WRITTEN REQUEST = Gather every line of the material below that contains the string "child", matching case exactly.

DATASET CONTENT =
- - - -

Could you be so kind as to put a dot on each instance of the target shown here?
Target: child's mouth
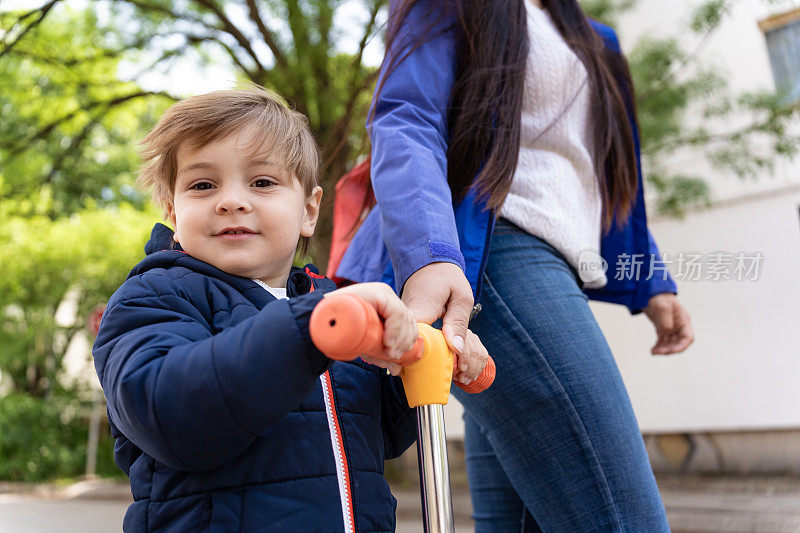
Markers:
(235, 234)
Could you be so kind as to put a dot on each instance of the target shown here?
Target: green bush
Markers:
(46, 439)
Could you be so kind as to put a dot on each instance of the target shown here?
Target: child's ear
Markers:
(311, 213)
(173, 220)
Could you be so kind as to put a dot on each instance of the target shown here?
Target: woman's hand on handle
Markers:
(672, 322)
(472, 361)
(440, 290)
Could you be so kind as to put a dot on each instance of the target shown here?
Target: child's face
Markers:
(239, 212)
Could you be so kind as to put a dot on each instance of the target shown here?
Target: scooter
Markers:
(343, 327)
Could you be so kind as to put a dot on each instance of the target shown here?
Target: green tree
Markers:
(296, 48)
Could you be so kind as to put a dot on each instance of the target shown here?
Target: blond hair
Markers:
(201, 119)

- - - -

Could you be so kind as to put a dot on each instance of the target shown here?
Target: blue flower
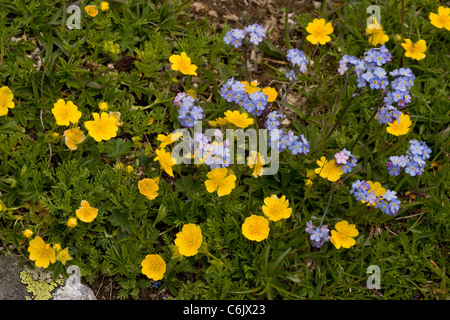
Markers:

- - - -

THE COMPLETED TASK =
Target: child's mouth
Target: child's ear
Target: child's face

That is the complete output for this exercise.